■ TEXT SHOWN:
* * *

Combat itself is turn-based, and each action will cause differing amounts of damage based on your enemy's affinity and the power of your creature. Rather than forcing gamers to memorize complicated damage charts, Monster Lab keeps it simple. When you select an attack, you'll see how damaging it is by looking at the color of the enemy. The more brightly colored red the part is, the more damage the attack will do to it. Each body part has its own attack or ability, and victory is determined by either incapacitating all of your opponent's extremities, or knocking out his torso.
Don't just think you can go item mining for good parts and load up your creature early on to breeze through the game. Each body part you create has a certain madness level attached to it, and adding a piece to your monster increases the madness meter. If the monster's madness level exceeds your abilities to control him, then he takes on a mind of his own during battle. Your commands become virtually useless, as he will do whatever he pleases, from tearing through opponents to simply run ningaway until you bring him under control with less powerful parts.
All of the different body parts and their skills, coupled with the madness meter, make Monster Lab a lot deeper than it would seem on the surface. While you'd think this is a simple kiddy game just by looking at it, it's actually a fairly strategic fighter that should do a pretty good job at keeping adults entertained as well.

* * *

■ INSTRUCTIONS TO FOLLOW: In the Monster Lab text above, rewrite the paragraph that begins "Combat itself is turn-based" as a short bulleted list that keeps its main facts.

* * *

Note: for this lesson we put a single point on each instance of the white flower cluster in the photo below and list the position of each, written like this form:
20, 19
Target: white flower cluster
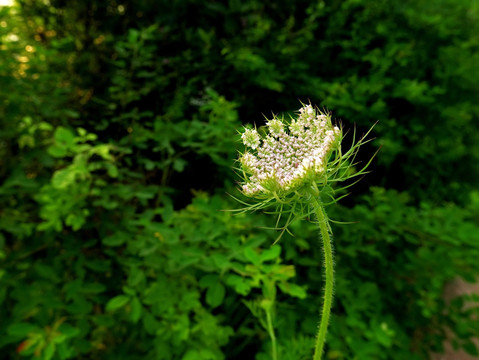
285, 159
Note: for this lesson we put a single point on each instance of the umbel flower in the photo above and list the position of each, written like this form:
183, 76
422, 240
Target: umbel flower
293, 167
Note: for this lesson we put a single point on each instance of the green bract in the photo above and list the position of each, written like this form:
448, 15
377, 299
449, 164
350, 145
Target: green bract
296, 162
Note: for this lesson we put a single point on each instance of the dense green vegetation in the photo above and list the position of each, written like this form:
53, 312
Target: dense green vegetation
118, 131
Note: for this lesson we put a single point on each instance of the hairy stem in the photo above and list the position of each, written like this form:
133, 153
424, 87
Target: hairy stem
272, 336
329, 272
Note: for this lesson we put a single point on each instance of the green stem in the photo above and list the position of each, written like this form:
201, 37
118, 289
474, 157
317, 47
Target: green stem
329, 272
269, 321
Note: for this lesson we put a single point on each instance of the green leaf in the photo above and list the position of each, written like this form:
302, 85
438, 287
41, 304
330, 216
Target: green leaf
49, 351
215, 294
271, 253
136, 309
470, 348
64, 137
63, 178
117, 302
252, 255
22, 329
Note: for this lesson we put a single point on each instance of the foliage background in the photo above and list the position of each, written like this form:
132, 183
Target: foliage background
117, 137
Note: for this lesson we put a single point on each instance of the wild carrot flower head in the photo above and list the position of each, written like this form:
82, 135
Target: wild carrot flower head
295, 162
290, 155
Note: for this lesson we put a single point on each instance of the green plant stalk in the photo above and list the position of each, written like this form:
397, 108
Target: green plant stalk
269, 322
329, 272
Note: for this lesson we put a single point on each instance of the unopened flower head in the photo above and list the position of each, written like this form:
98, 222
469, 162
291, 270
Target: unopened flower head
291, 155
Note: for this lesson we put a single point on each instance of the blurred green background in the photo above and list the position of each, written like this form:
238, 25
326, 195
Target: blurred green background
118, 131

* * *

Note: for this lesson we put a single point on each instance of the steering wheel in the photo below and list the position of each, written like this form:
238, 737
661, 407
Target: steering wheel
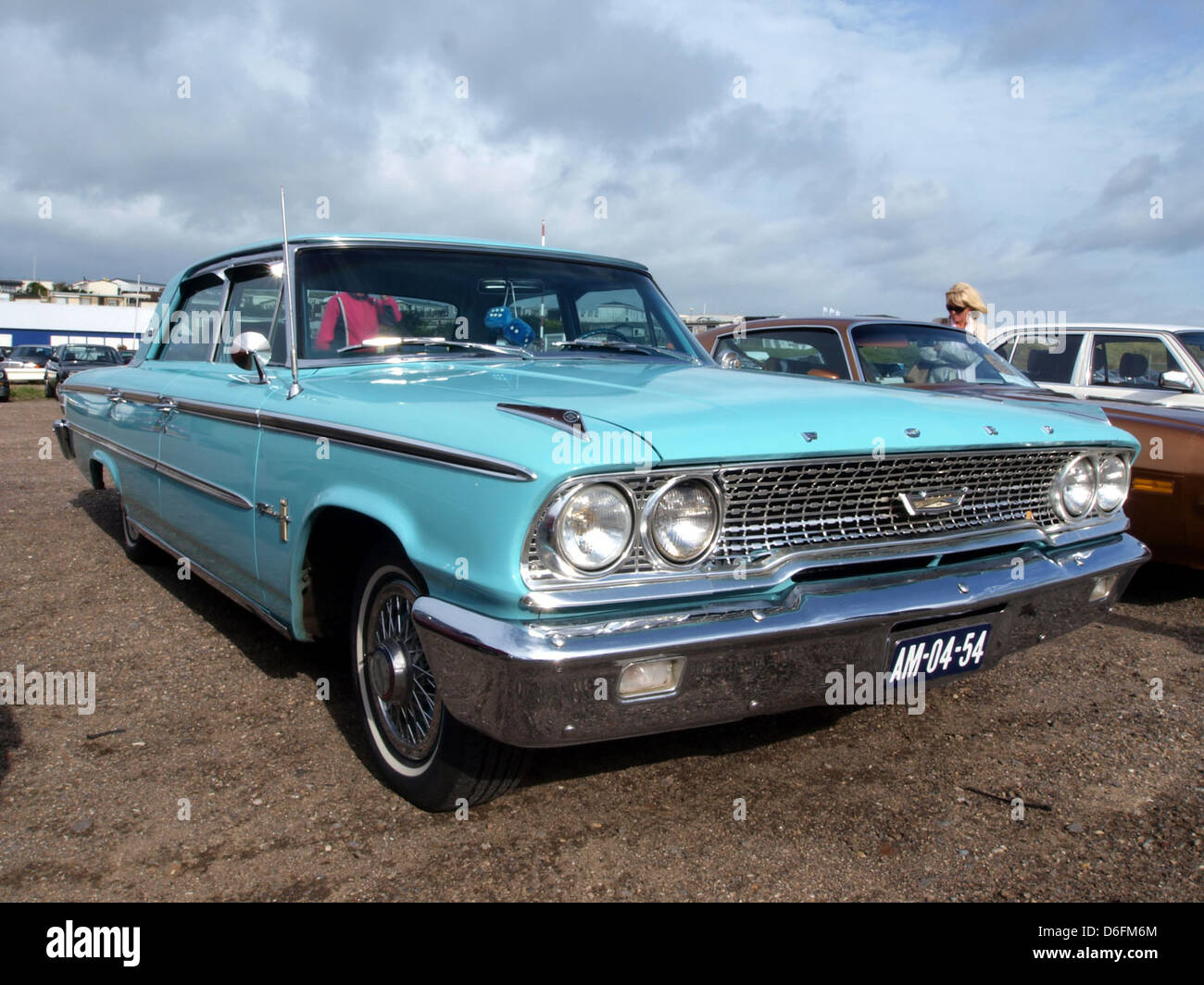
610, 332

* * *

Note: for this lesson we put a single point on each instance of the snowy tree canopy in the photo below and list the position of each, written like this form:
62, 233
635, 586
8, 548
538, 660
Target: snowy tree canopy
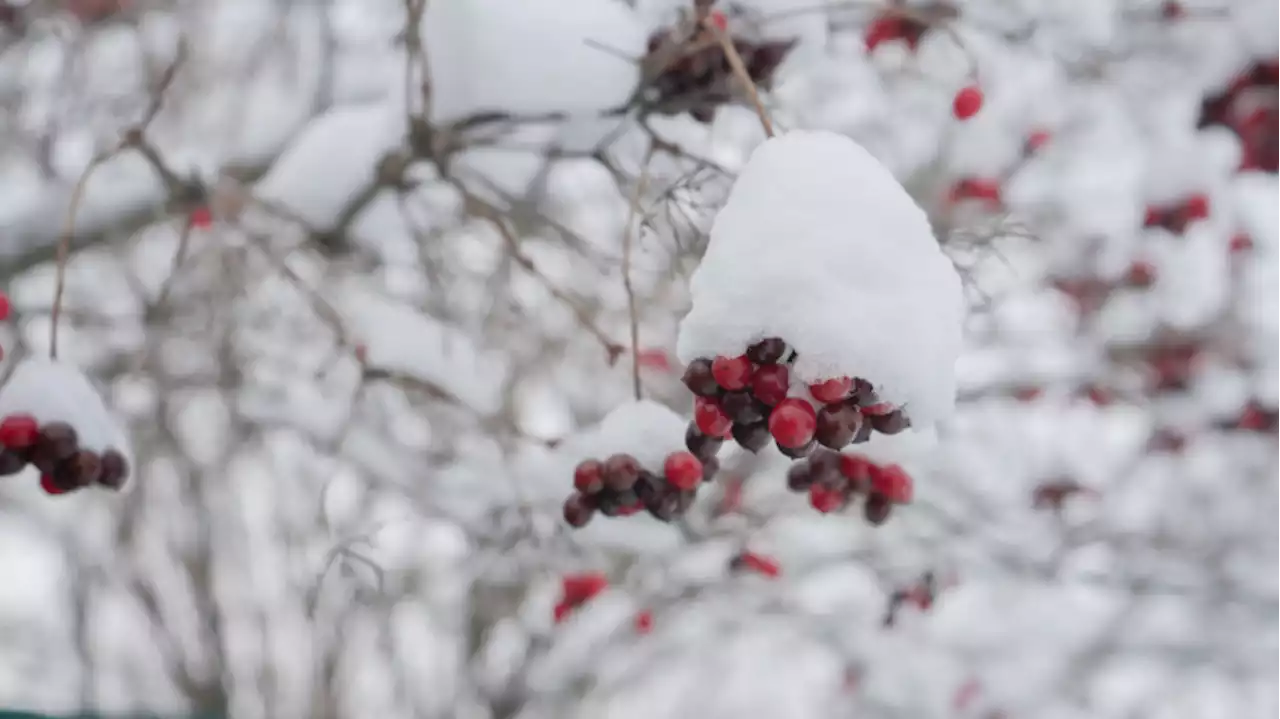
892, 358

* * *

■ SOLUTION:
- Combat is turn-based.
- Damage depends on the enemy's affinity and your creature's power.
- Instead of damage charts, the enemy's color shows how much damage an attack will do: the brighter red a part is, the more damage it takes.
- Each body part has its own attack or ability.
- You win by incapacitating all of the opponent's extremities or knocking out its torso.